#### ENTRIES PROVIDED ####
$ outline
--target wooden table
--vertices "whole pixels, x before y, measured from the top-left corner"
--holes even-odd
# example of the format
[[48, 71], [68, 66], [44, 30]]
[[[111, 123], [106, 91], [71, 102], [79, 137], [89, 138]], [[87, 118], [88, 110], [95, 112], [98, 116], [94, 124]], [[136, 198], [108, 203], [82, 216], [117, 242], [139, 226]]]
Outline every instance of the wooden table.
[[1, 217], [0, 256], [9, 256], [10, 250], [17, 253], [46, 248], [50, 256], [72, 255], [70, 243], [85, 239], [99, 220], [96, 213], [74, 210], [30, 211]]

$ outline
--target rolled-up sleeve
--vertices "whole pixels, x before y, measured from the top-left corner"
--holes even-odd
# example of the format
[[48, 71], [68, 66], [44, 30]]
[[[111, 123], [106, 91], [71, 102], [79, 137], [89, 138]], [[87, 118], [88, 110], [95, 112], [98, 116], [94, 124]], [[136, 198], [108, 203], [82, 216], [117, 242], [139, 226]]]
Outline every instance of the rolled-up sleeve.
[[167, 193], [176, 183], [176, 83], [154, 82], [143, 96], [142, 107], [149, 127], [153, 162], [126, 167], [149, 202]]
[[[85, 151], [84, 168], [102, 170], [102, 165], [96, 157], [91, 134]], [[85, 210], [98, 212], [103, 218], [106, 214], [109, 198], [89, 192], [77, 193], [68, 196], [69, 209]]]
####
Please edit everything from the start of the records down to the line containing "210], [30, 211]]", changing "wooden table" to "dining table" and leaving the rest as it is.

» OUTPUT FOR THIS EXERCISE
$ outline
--target dining table
--vertices "whole pixels, x before y, measured from the top-left corner"
--holes even-odd
# example of the format
[[48, 71], [68, 66], [44, 30]]
[[[111, 123], [106, 91], [71, 102], [79, 137], [89, 138]], [[87, 118], [88, 110], [95, 112], [98, 116], [94, 124]], [[136, 198], [108, 203], [82, 216], [117, 242], [139, 226]]]
Outline every instance of the dining table.
[[1, 217], [0, 256], [9, 256], [10, 250], [17, 253], [46, 248], [50, 256], [72, 255], [70, 243], [85, 239], [99, 220], [96, 213], [74, 210], [30, 211]]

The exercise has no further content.